### WHAT IS BEING ASKED
Write out the lines from the one containing "Target: black ceramic canister" up to and including the last line as a JSON list of strings, with one string per line and blank lines left out.

### PROVIDED RECORDS
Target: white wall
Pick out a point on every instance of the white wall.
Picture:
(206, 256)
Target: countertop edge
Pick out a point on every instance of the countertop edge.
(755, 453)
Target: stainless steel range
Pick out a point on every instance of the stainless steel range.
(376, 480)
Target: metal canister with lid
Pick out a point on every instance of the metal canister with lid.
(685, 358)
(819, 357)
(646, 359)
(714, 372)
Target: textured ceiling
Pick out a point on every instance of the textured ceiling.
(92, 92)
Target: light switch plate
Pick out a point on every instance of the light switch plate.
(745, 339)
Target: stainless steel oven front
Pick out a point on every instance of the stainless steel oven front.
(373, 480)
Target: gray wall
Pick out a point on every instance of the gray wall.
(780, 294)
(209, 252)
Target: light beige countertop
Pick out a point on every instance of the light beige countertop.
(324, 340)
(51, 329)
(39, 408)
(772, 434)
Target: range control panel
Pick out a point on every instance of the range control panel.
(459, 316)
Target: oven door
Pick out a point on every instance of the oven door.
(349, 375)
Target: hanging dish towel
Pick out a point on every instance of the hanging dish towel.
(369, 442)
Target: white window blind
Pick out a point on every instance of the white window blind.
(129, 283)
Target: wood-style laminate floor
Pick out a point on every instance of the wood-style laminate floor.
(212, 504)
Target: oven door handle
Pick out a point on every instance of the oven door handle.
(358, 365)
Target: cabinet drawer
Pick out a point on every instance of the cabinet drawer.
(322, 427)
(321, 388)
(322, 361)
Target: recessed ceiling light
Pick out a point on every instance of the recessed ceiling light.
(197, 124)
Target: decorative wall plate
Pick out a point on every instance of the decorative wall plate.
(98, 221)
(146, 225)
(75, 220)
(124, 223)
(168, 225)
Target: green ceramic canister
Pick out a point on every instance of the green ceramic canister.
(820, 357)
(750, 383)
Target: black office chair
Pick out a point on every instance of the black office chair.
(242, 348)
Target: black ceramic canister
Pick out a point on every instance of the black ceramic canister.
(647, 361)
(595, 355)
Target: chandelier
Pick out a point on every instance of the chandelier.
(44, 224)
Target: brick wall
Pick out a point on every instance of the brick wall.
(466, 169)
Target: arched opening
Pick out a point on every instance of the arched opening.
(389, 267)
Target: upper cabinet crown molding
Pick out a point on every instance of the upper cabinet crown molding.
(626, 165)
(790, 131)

### TASK RESULT
[
  "Target: black ceramic canister",
  "Pick out a point on every instance of the black ceramic canister.",
  "(647, 361)",
  "(595, 355)",
  "Target: chandelier",
  "Pick out a point on every instance of the chandelier.",
  "(44, 224)",
  "Target: brick wall",
  "Pick out a point on every instance of the brick wall.",
  "(466, 169)",
  "Target: arched opening",
  "Pick out a point on every instance of the arched opening.",
  "(389, 267)",
  "Target: upper cabinet crown molding",
  "Pick out a point on every instance of the upper cabinet crown molding.",
  "(626, 165)",
  "(790, 131)"
]